__TASK__.
Your task is to quote the material that follows, in full and exactly.

__A run of records__.
▼
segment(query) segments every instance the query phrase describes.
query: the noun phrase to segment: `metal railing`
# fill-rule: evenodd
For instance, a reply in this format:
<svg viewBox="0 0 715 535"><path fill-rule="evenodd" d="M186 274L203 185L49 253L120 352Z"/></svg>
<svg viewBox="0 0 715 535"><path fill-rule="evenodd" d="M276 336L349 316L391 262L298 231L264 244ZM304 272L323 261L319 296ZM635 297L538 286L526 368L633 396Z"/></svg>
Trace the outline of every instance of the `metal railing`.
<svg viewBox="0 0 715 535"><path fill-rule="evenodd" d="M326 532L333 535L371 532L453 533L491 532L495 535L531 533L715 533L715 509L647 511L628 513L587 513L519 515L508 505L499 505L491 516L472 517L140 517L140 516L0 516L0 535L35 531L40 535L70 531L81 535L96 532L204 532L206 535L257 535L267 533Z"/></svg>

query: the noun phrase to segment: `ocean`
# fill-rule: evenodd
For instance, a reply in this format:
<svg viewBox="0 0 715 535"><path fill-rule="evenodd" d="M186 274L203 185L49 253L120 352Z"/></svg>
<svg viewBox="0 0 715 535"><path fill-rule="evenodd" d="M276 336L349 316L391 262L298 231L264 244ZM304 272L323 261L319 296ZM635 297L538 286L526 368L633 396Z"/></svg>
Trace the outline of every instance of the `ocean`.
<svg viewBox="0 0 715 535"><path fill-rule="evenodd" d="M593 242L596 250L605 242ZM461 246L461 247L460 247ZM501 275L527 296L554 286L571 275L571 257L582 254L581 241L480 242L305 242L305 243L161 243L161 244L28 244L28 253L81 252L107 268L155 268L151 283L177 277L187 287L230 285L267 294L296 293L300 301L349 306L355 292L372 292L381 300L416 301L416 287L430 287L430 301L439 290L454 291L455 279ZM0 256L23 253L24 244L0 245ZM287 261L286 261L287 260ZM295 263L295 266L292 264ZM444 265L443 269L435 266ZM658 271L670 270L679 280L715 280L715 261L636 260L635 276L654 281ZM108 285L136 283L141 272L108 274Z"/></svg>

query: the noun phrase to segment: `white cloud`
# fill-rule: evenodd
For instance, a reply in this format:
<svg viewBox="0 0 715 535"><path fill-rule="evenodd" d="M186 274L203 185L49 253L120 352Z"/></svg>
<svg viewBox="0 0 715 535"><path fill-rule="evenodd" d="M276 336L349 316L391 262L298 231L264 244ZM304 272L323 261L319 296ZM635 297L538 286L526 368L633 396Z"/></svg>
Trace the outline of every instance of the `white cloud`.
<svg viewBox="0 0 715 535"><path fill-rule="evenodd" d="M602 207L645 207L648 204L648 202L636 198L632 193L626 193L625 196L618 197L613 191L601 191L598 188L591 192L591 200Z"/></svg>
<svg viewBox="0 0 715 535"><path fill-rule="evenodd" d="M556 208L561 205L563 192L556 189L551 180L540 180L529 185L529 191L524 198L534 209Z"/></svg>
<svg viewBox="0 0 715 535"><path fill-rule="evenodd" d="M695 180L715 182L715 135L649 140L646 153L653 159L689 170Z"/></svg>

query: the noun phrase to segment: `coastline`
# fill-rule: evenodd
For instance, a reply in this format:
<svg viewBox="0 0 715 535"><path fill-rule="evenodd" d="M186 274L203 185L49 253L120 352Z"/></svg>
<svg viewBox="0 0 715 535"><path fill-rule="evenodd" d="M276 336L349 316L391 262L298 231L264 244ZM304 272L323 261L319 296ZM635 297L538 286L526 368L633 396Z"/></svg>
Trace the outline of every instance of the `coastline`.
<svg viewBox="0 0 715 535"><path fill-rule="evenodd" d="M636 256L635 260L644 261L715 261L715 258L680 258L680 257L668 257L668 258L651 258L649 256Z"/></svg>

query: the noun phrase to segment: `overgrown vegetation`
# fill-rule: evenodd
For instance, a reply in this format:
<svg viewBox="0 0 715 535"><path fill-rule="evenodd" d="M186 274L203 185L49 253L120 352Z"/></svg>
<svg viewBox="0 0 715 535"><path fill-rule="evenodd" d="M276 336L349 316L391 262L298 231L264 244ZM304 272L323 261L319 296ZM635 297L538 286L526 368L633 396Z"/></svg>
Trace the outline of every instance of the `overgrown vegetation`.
▲
__SOLUTION__.
segment(query) segments every instance the query phrase describes.
query: the noun phrase to segment: `metal railing`
# fill-rule: evenodd
For instance, a reply in this format:
<svg viewBox="0 0 715 535"><path fill-rule="evenodd" d="M186 274L203 185L49 253L120 352Z"/></svg>
<svg viewBox="0 0 715 535"><path fill-rule="evenodd" d="M276 336L349 316L391 262L298 231L264 244ZM304 272L323 261L319 296ZM635 297L538 286L526 368L633 396Z"/></svg>
Trace the outline of every instance of the `metal railing`.
<svg viewBox="0 0 715 535"><path fill-rule="evenodd" d="M326 532L333 535L371 532L453 533L491 532L495 535L531 533L715 533L715 509L647 511L628 513L587 513L519 515L508 505L499 505L491 516L472 517L140 517L140 516L0 516L0 535L35 531L40 535L70 531L81 535L96 532L204 532L206 535L257 535L267 533Z"/></svg>

query: the noun phrase to segment: `ocean`
# fill-rule: evenodd
For instance, a reply in this format:
<svg viewBox="0 0 715 535"><path fill-rule="evenodd" d="M186 274L203 185L49 253L120 352Z"/></svg>
<svg viewBox="0 0 715 535"><path fill-rule="evenodd" d="M276 336L349 316L391 262L298 231L264 244ZM304 272L323 261L319 296ZM635 297L538 286L526 368L633 396Z"/></svg>
Trace the outline of every instance of the `ocean`.
<svg viewBox="0 0 715 535"><path fill-rule="evenodd" d="M593 242L596 250L605 242ZM461 246L461 247L460 247ZM501 275L527 296L554 286L571 275L571 257L582 254L581 241L480 242L305 242L305 243L161 243L161 244L28 244L28 253L81 252L107 268L155 268L151 283L177 277L187 287L230 285L267 294L296 293L300 301L349 306L355 292L372 292L381 300L416 301L416 287L430 287L430 301L439 290L454 291L455 279ZM0 256L23 253L24 244L0 245ZM287 261L286 261L287 260ZM295 263L295 266L292 264ZM444 265L443 269L435 266ZM658 271L670 270L679 280L715 280L715 261L636 260L635 276L654 281ZM108 285L136 283L141 272L108 274Z"/></svg>

query: the noun phrase to segment: `white cloud`
# fill-rule: evenodd
For instance, a reply in this format:
<svg viewBox="0 0 715 535"><path fill-rule="evenodd" d="M186 274L203 185L49 253L120 352Z"/></svg>
<svg viewBox="0 0 715 535"><path fill-rule="evenodd" d="M276 336L349 316L391 262L298 231L264 244ZM304 272L323 261L319 296ZM635 297L538 286L526 368L633 396Z"/></svg>
Trace the outline of every instance of the `white cloud`.
<svg viewBox="0 0 715 535"><path fill-rule="evenodd" d="M602 207L645 207L648 204L648 202L636 198L632 193L626 193L625 196L618 197L613 191L601 191L598 188L591 192L591 200Z"/></svg>
<svg viewBox="0 0 715 535"><path fill-rule="evenodd" d="M556 208L561 205L563 192L556 189L551 180L540 180L529 185L529 191L524 198L534 209Z"/></svg>
<svg viewBox="0 0 715 535"><path fill-rule="evenodd" d="M695 180L715 182L715 135L649 140L646 153L653 159L689 170Z"/></svg>

query: the noun phrase to segment: `coastline`
# fill-rule: evenodd
For instance, a reply in this format:
<svg viewBox="0 0 715 535"><path fill-rule="evenodd" d="M186 274L203 185L49 253L120 352Z"/></svg>
<svg viewBox="0 0 715 535"><path fill-rule="evenodd" d="M276 336L349 316L391 262L298 231L264 244ZM304 272L323 261L319 296ZM635 297L538 286L526 368L633 396Z"/></svg>
Trace the outline of every instance of the `coastline`.
<svg viewBox="0 0 715 535"><path fill-rule="evenodd" d="M636 256L635 260L644 261L715 261L715 258L680 258L680 257L668 257L668 258L651 258L649 256Z"/></svg>

query: the noun phrase to segment: `overgrown vegetation`
# fill-rule: evenodd
For instance, a reply in this format:
<svg viewBox="0 0 715 535"><path fill-rule="evenodd" d="M186 274L203 185L49 253L120 352Z"/></svg>
<svg viewBox="0 0 715 535"><path fill-rule="evenodd" d="M276 336L349 316L391 262L298 231L264 244ZM304 272L323 261L319 296ZM635 297L538 286L526 368L633 396Z"/></svg>
Trace the outline of every instance of the `overgrown vegetation`.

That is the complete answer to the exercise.